ARBEITSANWEISUNGEN.
[a] Beantworte bitte anhand des Studientexts die folgenden Fragen:
(i) Wann dürfte die Front die Schweiz überqueren?
(ii) Welche beiden Modelle zeigen die Entwicklung der nächsten drei Tage relativ ähnlich?
(iii) Wo setzt im Vorfeld des Höhentiefs Zyklogenese ein?
[b] Entscheide, ob die folgenden Aussagen mit dem Studientext übereinstimmen, und belege jede Antwort mit einem wörtlichen Zitat:
(i) GFS und ECMWF lassen den Höhentrog über Osteuropa nach Nordosten wandern.
(ii) Die Niederschläge dürften im Alpen- und Voralpenraum am stärksten ausfallen.
(iii) Am Freitagabend ist der Cut-Off Prozess des Höhentiefs vollständig abgeschlossen.
[c] Gib den Studientext von „Bis Samstagmittag drückt“ bis „nach Süden voran.“ erneut wieder und ersetze dabei „Bodentief“ durch „Tiefdruckgebiet“.

In der Nacht auf Freitag tropft der Höhentrog über Westeuropa aus. Das heisst das südliche Ende der Höhenkaltluft schnürt sich weitgehend vom Rest der über dem Atlantik verbleibenden Trogstruktur ab und beginnt seinen Weg durch Mitteleuropa. Im Gepäck hat dieser Batzen Höhenkaltluft eine Kaltfront, die vom Trog ausgehend ostwärts voran kommt. Über die möglichen konvektiven Erscheinungen, die heute und in der Nacht auf Freitag mit dieser Kaltfront einher gehen könnten, möchte ich keine weiteren Worte verlieren. Eine entsprechende Behandlung dieses Themas findet sich im Thread von @Christian: Thread 10. und 11. September
Die Front dürfte die Schweiz in den Mittagsstunden des Freitags überqueren. Glaubt man GFS, so ist der Frontdurchgang zum Zeitpunkt 12 UTC (14 MEZ) weitgehend gelaufen:

Auf der 500hpa-Höhenkarte sieht man jedoch, dass der Cut-Off Prozess des Höhentiefs am Freitagabend noch nicht ganz abgeschlossen ist. Ob der Loslösungsprozess überhaupt komplett erfolgen wird und ob man dementsprechend von einem klassischen Kaltlufttropfen sprechen kann, wird die Entwicklung der nächsten Tage zeigen. Interessant ist auch der Blick auf den Höhentrog über Osteuropa. GFS wie auch ECMWF, welche die Entwicklung der nächsten drei Tage relativ ähnlich zeigen, lassen dieses mit reichlich kalter Höhenluft angereicherte Gebilde in Richtung Südwesten wandern. Der östliche, „kältere“ Höhentrog nähert sich also ähnlich wie sein westlicher "Zwilling" Mitteleuropa an:

Bis Samstagmittag drückt das (fast) abgeschnürte Höhentief noch stärker nach Osten. Im Vorfeld des Höhentiefs setzt über dem südlichen Alpenraum Zyklogenese ein. Es bildet sich ein Bodentief. Dieses Tief schaufelt warme Luft um den Alpenbogen herum. Daraus folgen Aufgleitprozesse, was wiederum heisst, dass es zu Niederschlägen kommen wird, die orografisch bedingt, im Alpen- und Voralpenraum am stärksten ausfallen dürften. Auch hier lohnt sich wieder ein Blick auf den Höhentrog über Osteuropa: dieser kommt nämlich noch weiter nach Süden voran.

ÜBUNGSDATEN.
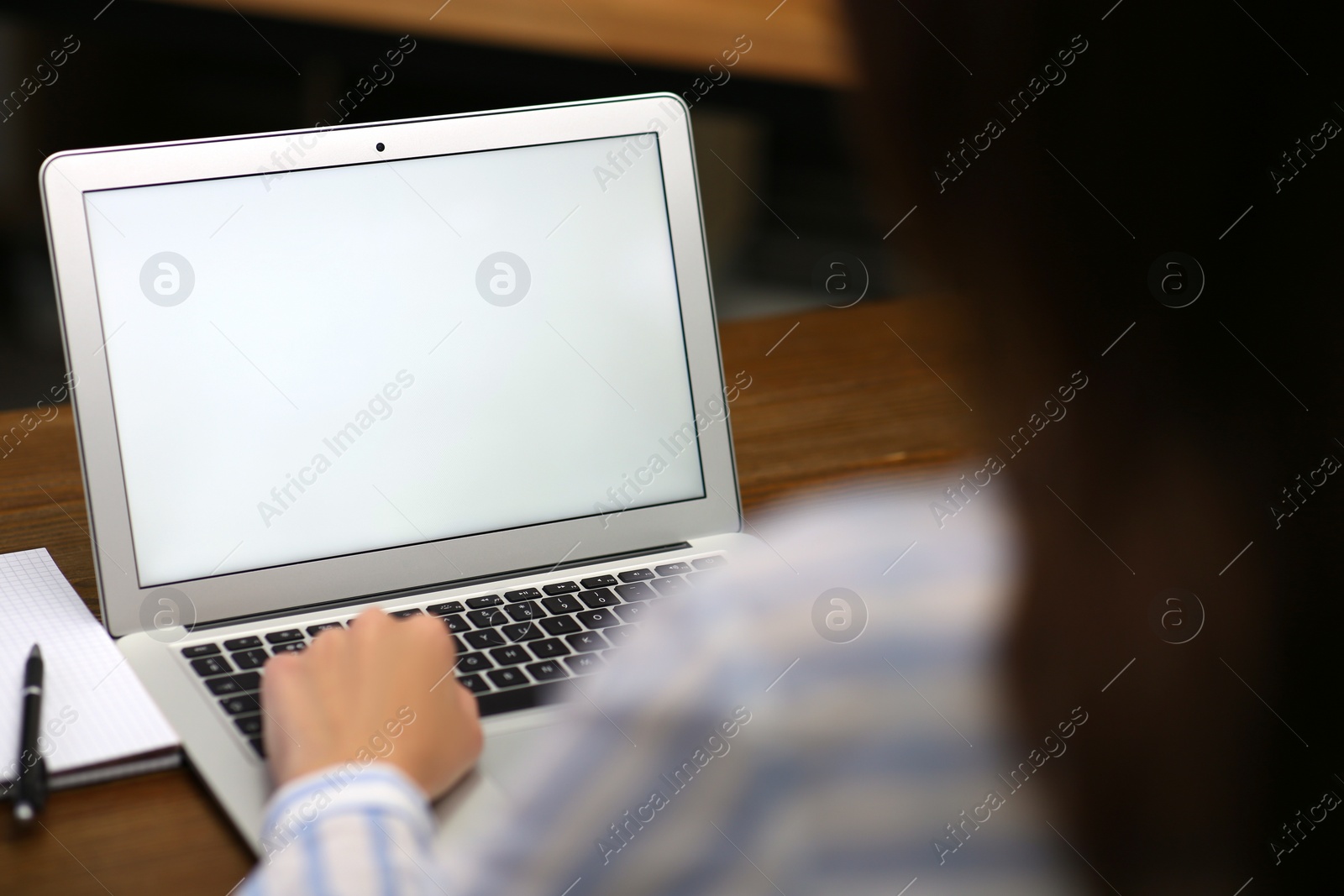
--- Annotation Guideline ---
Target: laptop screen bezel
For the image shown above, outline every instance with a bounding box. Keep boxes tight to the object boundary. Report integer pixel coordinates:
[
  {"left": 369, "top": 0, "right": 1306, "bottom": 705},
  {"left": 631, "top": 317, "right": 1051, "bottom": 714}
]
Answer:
[{"left": 40, "top": 94, "right": 741, "bottom": 637}]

ERWARTETE ANTWORTEN.
[a]
(i) In den Mittagsstunden des Freitags.
(ii) GFS und ECMWF.
(iii) Über dem südlichen Alpenraum.

[b]
(i) Nein: „lassen dieses mit reichlich kalter Höhenluft angereicherte Gebilde in Richtung Südwesten wandern“
(ii) Ja: „die orografisch bedingt, im Alpen- und Voralpenraum am stärksten ausfallen dürften“
(iii) Nein: „dass der Cut-Off Prozess des Höhentiefs am Freitagabend noch nicht ganz abgeschlossen ist“

[c]
Bis Samstagmittag drückt das (fast) abgeschnürte Höhentief noch stärker nach Osten. Im Vorfeld des Höhentiefs setzt über dem südlichen Alpenraum Zyklogenese ein. Es bildet sich ein Tiefdruckgebiet. Dieses Tief schaufelt warme Luft um den Alpenbogen herum. Daraus folgen Aufgleitprozesse, was wiederum heisst, dass es zu Niederschlägen kommen wird, die orografisch bedingt, im Alpen- und Voralpenraum am stärksten ausfallen dürften. Auch hier lohnt sich wieder ein Blick auf den Höhentrog über Osteuropa: dieser kommt nämlich noch weiter nach Süden voran.